## TEKS YANG DIBERIKAN
Dari data di atas kita dapat melacak bahwa imam Malik hidup pada masa transisi dari kekhalifaan Umayyah ke kekhalifaan Abbasiyyah. Pada periode Umayyah dan awal periode Abbasiyyah ini terdapat dua bentuk keagamaan Islam dan perkembangan kultural: bentuk pertama adalah kalangan istana, dan bentuk kedua adalah komunitas perkotaan yang heterogen. Yang disebutkan pertama, Islam mengekspresikan identitas politik khalifah dan elit politik. Pada sisi lain, Islam  berkembang sebagai ekspresi keagamaan, moral, dan nilai-nilai sosial masyarakat Muslim perkotaan.[12] Melihat dua arus bentuk keagamaan ini, dapat dimaklumi mengapa imam Malik harus bersikap “kaku” terhadap sumber hukum yang menjadi rujukannya.
Di sisi lain, seperti telah disinggung sebelumnya bahwa sekalipun wilayah Madinah merupakan wilayah terpenting dalam sejarah Islam, kekuasaan Islam tidak lagi di Madinah. Artinya secara perpolitikan Madinah sudah tidak diperhitungkan lagi. Otoritas politik bergeser dari Madinah ke Kuffah kemudian ke Damaskus dan kemudian belakangan berkembang ke Bagdad. Peran Madinah dalam hal ini hanya berada pada bidang pengetahuan keislaman. Dengan adanya pergeseran kekuasaan atau pusat pemerintahan ini, banyak atau sedikit, tentunya, berpengaruh juga pada perubahan struktur dan perubahan masyarakat. Dan perubahan stuktur dan perubahan masyarakat mempengaruhi keputusan-keputusan hukum yang dibuat. Hal ini dapat dilihat, misalnya bagaimana tingkat urbanisasi Kuffah dan Baqdad telah mengakibatkan lahirnya pendapat-pendapat hukum Islam Hanafi yang rasionalis. Hal ini ditambah dengan kenyataan bahwa Bagdad jauh dari pusat Hadis.[13] Contoh lain adalah bagaimana perbedaan lingkungan geografis Basrah dan Mesir telah mendorong qaul qadim dan qaul jadid bagi imam asy-Syafi’i. Dalam kontek Indonesia dapat dicontohkan bagaimana fatwa-fatwa keagamaan Majelis Ulama Indonesia tahun 1975-1988, yang merupakan lembaga bentukan pemerintah, telah melahirkan fatwa-fatwa yang beragam. Dari 22 fatwa yang keluar dari tahun tersebut sebanyak 8 fatwa yang menunjukan adanya pengaruh kuat dari pemerintah, 11 yang bersifat netral, dan hanya 3 fatwa yang menentang kebijakan pemerintah.[14] Walaupun disebutkan bahwa MUI berusaha untuk netral dalam membuat keputusan hukum, secara grafik menunjukan bahwa fatwa yang mendukung kebijakan pemerintah lebih banyak dibandingkan dengan fatwa yang melawan kebijakan pemerintah. Dengan demikian, adanya kedekatan dengan kekuasaan atau pemerintahan dan adanya perubahan struktur sosial sangat berpengaruh pada keputusan hukum.

## ENTRI DATA
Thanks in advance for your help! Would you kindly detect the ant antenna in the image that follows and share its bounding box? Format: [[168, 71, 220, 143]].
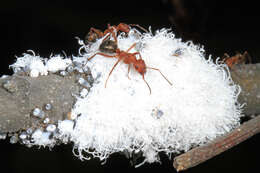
[[129, 24, 148, 33], [146, 67, 172, 85], [142, 75, 152, 95]]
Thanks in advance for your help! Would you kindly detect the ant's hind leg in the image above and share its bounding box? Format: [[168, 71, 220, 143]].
[[126, 43, 136, 52], [105, 59, 121, 88]]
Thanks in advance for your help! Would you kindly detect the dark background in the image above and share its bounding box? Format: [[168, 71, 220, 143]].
[[0, 0, 260, 173]]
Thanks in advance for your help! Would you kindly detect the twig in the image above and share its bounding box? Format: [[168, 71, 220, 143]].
[[173, 116, 260, 171]]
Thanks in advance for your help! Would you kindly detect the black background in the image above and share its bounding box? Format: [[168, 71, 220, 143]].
[[0, 0, 260, 173]]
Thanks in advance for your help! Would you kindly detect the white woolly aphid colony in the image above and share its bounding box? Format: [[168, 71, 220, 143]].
[[8, 29, 244, 166]]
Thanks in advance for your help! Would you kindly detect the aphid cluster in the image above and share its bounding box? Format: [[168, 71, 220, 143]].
[[5, 103, 74, 147], [86, 23, 172, 94], [222, 51, 252, 69]]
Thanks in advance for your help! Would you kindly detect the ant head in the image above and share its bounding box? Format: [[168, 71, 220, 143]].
[[134, 59, 146, 75], [118, 23, 130, 33], [85, 31, 99, 44]]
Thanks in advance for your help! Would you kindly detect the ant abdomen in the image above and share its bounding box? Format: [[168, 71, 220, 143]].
[[99, 40, 118, 53]]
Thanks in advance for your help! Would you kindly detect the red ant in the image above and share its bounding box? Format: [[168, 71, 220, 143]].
[[86, 23, 148, 42], [88, 43, 172, 94], [223, 51, 252, 69]]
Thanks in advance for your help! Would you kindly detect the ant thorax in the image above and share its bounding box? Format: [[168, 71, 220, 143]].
[[99, 40, 118, 53]]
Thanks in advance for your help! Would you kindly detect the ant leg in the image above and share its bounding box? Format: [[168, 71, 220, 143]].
[[127, 64, 131, 80], [88, 52, 115, 61], [126, 43, 136, 52], [129, 24, 148, 32], [105, 59, 121, 88], [243, 51, 252, 64], [146, 67, 172, 85], [142, 74, 152, 95]]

## ARAHAN SINGKAT A
Menurut teks yang diberikan, berapa banyak fatwa Majelis Ulama Indonesia tahun 1975-1988 yang menentang kebijakan pemerintah?
## ARAHAN SINGKAT B
Geser dengan -87 setiap angka koordinat kotak pembatas dalam jawaban pada entri data, dari baris yang memuat "detect the aphid" sampai baris yang memuat "31, 99, 44]]". Tuliskan kembali hanya baris-baris tersebut, termasuk permintaannya.

## JAWABAN YANG DIHARAPKAN A
Hanya 3 fatwa dari 22 fatwa yang dikeluarkan pada tahun tersebut.

## JAWABAN YANG DIHARAPKAN B
Thanks in advance for your help! Would you kindly detect the aphid cluster in the image above and share its bounding box? Format: [[168, 71, 220, 143]].
[[-82, 16, -13, 60], [-1, -64, 85, 7], [135, -36, 165, -18]]
Thanks in advance for your help! Would you kindly detect the ant head in the image above and share its bounding box? Format: [[168, 71, 220, 143]].
[[47, -28, 59, -12], [31, -64, 43, -54], [-2, -56, 12, -43]]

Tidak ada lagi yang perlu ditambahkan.